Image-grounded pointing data
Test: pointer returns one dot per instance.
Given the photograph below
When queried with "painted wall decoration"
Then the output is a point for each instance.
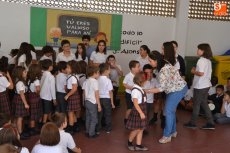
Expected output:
(50, 26)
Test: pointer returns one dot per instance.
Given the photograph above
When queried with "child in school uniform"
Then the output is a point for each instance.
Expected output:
(92, 103)
(150, 83)
(137, 120)
(134, 67)
(33, 83)
(106, 97)
(48, 92)
(21, 107)
(5, 83)
(60, 79)
(66, 140)
(72, 97)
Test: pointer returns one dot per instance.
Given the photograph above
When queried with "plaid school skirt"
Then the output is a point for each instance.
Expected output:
(18, 107)
(34, 102)
(4, 103)
(74, 102)
(134, 120)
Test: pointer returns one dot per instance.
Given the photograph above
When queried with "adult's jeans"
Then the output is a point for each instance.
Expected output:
(172, 100)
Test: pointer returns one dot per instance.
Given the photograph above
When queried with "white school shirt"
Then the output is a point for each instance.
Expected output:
(90, 86)
(105, 85)
(149, 85)
(34, 85)
(80, 58)
(114, 76)
(129, 81)
(48, 91)
(143, 61)
(4, 83)
(66, 141)
(227, 109)
(46, 57)
(20, 86)
(203, 65)
(62, 57)
(72, 79)
(61, 82)
(39, 148)
(98, 57)
(137, 94)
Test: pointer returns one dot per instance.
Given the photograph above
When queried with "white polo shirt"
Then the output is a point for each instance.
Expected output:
(98, 57)
(4, 83)
(61, 82)
(62, 57)
(129, 81)
(105, 85)
(203, 65)
(137, 94)
(90, 86)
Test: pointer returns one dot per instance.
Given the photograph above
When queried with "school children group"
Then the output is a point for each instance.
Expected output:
(84, 85)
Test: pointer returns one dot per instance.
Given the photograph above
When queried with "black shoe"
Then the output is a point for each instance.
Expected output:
(208, 126)
(190, 125)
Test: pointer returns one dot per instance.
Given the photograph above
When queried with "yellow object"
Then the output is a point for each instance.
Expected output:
(222, 70)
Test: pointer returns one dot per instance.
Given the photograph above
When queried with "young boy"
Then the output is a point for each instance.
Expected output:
(149, 84)
(61, 78)
(66, 140)
(48, 92)
(106, 97)
(92, 103)
(134, 67)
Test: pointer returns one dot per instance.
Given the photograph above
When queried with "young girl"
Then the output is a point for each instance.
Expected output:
(137, 120)
(99, 56)
(33, 82)
(224, 116)
(21, 107)
(66, 140)
(5, 83)
(81, 53)
(9, 135)
(72, 97)
(201, 84)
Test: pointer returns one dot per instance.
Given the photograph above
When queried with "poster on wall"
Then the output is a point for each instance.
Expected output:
(50, 26)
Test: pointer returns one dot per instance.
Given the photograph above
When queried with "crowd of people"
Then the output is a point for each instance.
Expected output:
(53, 94)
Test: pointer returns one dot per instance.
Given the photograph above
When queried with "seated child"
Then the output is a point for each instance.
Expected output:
(224, 116)
(66, 140)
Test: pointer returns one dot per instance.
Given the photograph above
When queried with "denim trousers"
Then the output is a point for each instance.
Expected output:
(171, 102)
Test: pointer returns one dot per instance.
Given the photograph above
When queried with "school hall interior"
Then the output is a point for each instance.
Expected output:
(149, 22)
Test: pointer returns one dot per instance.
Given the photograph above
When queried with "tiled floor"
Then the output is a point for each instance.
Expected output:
(187, 141)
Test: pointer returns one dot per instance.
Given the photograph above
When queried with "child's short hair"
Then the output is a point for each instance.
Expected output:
(220, 86)
(85, 37)
(65, 41)
(103, 67)
(50, 135)
(91, 70)
(4, 119)
(45, 64)
(147, 66)
(62, 65)
(139, 78)
(58, 119)
(47, 49)
(132, 64)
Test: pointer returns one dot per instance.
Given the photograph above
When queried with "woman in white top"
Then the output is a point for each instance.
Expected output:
(173, 85)
(99, 56)
(49, 140)
(81, 53)
(24, 57)
(9, 135)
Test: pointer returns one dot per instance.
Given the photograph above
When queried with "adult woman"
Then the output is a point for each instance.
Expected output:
(173, 85)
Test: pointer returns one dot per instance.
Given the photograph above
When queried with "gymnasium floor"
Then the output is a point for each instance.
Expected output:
(187, 141)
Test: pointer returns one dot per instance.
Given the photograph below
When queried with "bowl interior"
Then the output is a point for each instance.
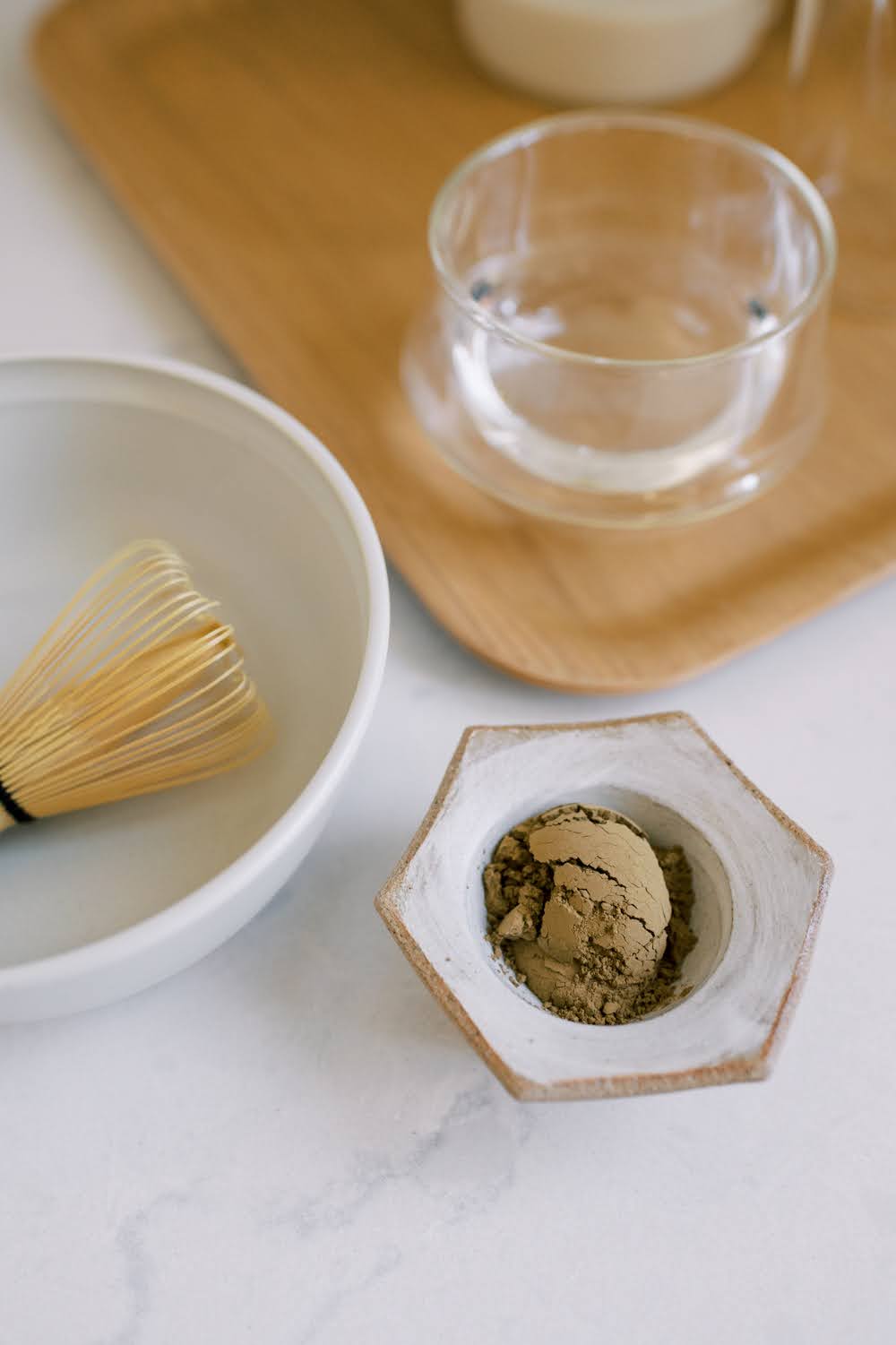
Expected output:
(99, 455)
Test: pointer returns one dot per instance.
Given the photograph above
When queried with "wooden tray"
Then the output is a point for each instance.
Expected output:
(281, 158)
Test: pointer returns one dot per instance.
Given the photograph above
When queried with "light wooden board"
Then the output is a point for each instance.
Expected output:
(281, 158)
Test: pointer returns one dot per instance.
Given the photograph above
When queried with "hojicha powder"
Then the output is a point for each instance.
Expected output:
(590, 916)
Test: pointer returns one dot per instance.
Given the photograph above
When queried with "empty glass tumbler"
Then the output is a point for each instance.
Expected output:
(630, 319)
(841, 129)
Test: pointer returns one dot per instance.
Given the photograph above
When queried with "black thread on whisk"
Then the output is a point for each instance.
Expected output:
(13, 808)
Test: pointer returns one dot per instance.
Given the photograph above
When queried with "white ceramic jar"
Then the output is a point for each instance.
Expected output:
(630, 51)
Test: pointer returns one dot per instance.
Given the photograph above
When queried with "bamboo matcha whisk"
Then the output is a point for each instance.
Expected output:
(134, 687)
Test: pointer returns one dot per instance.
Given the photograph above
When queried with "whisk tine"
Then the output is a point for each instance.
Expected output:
(134, 687)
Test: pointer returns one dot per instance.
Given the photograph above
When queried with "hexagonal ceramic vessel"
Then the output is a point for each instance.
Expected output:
(759, 885)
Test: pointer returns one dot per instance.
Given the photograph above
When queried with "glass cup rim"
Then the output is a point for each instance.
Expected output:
(691, 128)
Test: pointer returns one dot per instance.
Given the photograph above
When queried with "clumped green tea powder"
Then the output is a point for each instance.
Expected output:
(587, 913)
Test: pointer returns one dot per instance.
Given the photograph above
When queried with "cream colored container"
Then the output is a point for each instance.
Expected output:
(615, 50)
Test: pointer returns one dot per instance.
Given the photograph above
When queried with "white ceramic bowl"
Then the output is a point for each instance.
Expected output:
(97, 453)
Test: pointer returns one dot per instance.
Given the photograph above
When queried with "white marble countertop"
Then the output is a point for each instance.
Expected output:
(291, 1143)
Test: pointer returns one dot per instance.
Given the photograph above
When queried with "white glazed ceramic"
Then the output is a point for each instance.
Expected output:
(759, 885)
(97, 453)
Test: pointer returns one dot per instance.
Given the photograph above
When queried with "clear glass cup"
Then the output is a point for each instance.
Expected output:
(840, 126)
(630, 319)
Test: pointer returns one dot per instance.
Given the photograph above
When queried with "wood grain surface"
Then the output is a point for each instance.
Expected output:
(281, 159)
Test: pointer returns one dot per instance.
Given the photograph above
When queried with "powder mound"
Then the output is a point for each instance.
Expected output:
(588, 915)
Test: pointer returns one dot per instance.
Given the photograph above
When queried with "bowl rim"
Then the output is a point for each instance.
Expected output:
(668, 124)
(193, 908)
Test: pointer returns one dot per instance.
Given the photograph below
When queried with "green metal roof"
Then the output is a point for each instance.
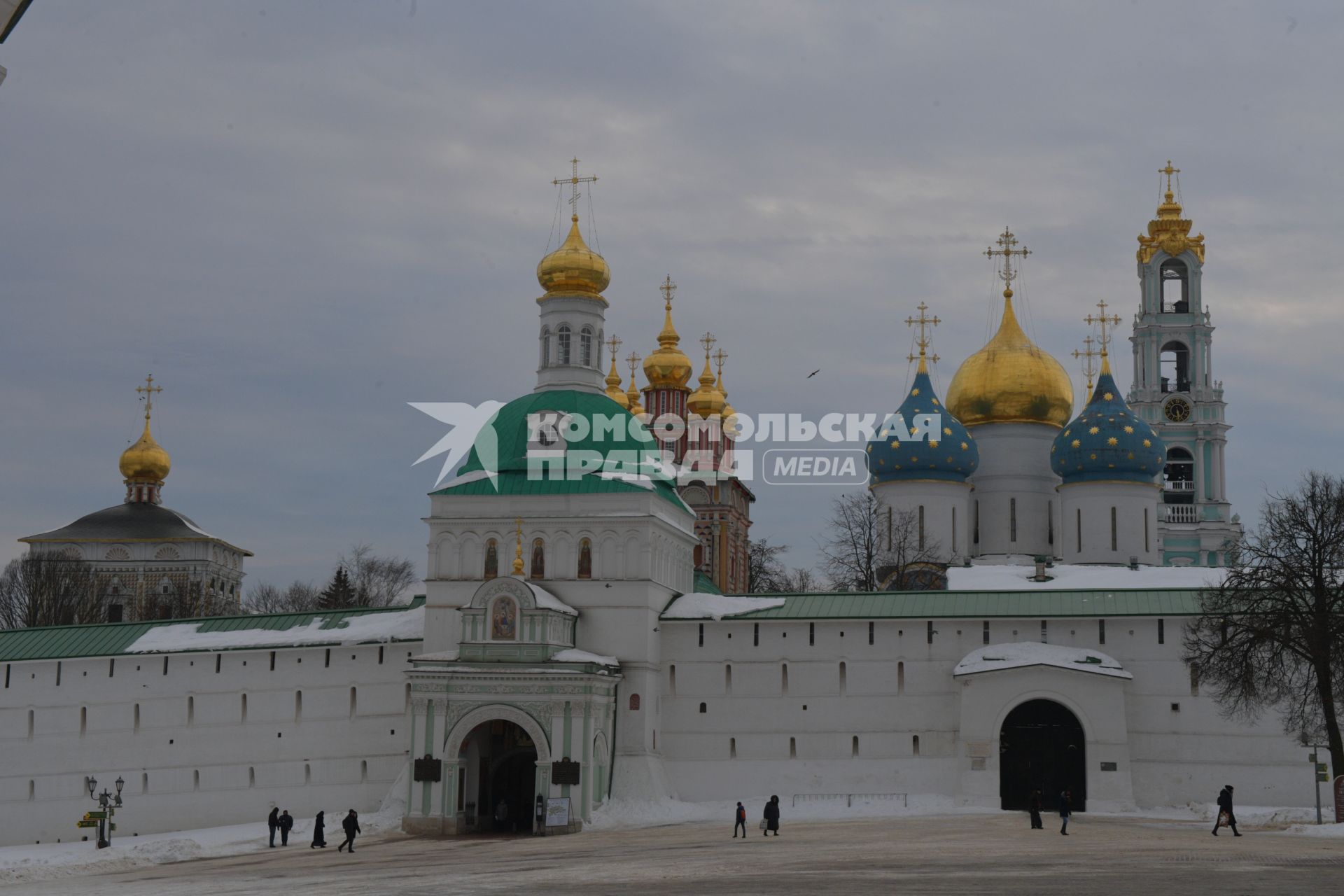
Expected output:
(112, 638)
(979, 605)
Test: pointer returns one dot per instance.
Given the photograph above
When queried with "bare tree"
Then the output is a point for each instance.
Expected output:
(1272, 634)
(378, 582)
(765, 568)
(299, 597)
(863, 548)
(46, 589)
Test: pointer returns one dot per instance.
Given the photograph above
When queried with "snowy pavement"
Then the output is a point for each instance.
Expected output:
(918, 850)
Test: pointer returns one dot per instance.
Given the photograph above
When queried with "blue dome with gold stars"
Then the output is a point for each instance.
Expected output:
(1107, 441)
(944, 453)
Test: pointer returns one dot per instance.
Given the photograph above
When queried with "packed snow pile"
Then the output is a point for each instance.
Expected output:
(1030, 653)
(371, 628)
(715, 606)
(1003, 577)
(570, 654)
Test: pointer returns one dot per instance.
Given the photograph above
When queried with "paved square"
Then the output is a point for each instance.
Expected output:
(933, 855)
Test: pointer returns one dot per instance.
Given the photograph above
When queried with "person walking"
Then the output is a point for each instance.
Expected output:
(351, 825)
(772, 817)
(1225, 808)
(320, 830)
(286, 821)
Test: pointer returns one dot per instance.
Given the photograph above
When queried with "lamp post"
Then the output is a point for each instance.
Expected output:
(109, 802)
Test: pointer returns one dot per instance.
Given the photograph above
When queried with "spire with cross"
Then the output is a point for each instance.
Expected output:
(574, 181)
(923, 339)
(150, 388)
(1088, 354)
(1006, 248)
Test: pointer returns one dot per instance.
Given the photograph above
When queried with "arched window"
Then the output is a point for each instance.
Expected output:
(492, 561)
(562, 347)
(585, 559)
(587, 347)
(1175, 367)
(538, 559)
(1175, 279)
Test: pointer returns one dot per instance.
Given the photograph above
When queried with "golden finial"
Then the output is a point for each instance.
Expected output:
(923, 340)
(574, 181)
(1006, 248)
(150, 388)
(1102, 321)
(1088, 356)
(518, 550)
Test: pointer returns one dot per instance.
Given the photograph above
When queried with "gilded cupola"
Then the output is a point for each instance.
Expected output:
(1011, 381)
(573, 269)
(707, 399)
(667, 365)
(1170, 232)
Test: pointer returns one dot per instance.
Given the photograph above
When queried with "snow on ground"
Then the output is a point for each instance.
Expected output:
(406, 625)
(991, 577)
(1027, 653)
(51, 862)
(715, 606)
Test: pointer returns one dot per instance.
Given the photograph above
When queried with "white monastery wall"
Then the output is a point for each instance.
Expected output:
(201, 739)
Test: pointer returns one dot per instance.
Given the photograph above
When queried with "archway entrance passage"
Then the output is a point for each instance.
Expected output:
(1042, 747)
(499, 762)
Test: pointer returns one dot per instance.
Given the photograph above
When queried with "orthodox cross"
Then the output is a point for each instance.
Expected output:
(574, 181)
(1102, 320)
(1006, 248)
(1168, 171)
(923, 340)
(150, 388)
(518, 551)
(1088, 354)
(667, 289)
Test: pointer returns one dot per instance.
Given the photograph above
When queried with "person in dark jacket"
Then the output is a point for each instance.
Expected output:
(320, 830)
(286, 821)
(772, 817)
(351, 825)
(1225, 805)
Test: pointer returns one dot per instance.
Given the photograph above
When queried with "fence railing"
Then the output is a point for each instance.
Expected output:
(850, 799)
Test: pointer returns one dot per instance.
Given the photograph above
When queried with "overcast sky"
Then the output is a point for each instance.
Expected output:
(302, 216)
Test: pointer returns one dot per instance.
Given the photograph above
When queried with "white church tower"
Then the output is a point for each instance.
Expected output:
(1175, 388)
(1014, 398)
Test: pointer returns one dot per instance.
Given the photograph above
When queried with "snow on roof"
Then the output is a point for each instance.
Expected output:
(571, 654)
(715, 606)
(547, 601)
(362, 629)
(1077, 577)
(1028, 653)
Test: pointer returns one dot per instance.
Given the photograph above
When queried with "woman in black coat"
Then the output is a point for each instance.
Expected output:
(319, 830)
(772, 817)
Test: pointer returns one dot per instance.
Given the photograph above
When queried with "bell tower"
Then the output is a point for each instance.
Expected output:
(1175, 388)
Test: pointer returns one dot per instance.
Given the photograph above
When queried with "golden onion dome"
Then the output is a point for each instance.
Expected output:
(1011, 381)
(668, 367)
(706, 400)
(613, 386)
(146, 460)
(573, 267)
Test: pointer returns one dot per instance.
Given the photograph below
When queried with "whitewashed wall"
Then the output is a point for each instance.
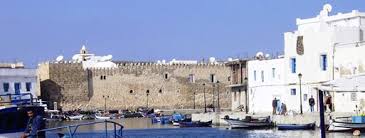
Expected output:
(22, 76)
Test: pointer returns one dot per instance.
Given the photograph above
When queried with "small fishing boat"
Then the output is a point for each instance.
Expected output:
(101, 117)
(342, 124)
(196, 124)
(309, 126)
(75, 117)
(249, 122)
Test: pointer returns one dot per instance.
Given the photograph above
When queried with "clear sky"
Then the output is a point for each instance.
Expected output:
(33, 31)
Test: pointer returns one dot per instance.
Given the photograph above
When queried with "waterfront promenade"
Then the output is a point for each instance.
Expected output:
(278, 119)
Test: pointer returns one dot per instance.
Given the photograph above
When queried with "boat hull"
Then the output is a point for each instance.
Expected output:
(310, 126)
(235, 123)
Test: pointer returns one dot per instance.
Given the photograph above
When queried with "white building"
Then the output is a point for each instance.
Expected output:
(266, 82)
(323, 48)
(18, 81)
(311, 48)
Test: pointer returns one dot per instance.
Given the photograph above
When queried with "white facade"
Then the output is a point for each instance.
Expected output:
(265, 82)
(324, 38)
(332, 47)
(18, 81)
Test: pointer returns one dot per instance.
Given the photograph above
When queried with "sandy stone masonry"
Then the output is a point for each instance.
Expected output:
(169, 86)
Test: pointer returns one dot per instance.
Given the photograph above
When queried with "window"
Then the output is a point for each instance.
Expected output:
(293, 65)
(323, 62)
(102, 77)
(273, 72)
(17, 87)
(191, 78)
(293, 91)
(305, 97)
(6, 87)
(28, 86)
(262, 76)
(254, 75)
(353, 96)
(212, 78)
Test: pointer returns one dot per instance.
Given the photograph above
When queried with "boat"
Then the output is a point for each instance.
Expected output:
(309, 126)
(100, 117)
(249, 122)
(75, 117)
(343, 124)
(13, 112)
(196, 124)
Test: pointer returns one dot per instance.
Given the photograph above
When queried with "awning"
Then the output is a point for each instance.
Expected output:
(346, 84)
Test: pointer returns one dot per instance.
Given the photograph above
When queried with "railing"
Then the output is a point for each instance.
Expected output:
(72, 129)
(17, 98)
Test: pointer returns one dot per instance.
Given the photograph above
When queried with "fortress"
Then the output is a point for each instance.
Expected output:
(88, 81)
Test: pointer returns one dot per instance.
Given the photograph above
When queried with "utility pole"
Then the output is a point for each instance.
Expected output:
(205, 102)
(300, 91)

** About this exercise **
Search the data for the string "person". List each line that has it.

** Answer below **
When queried with "person walking"
When queried with "person in dark jacket"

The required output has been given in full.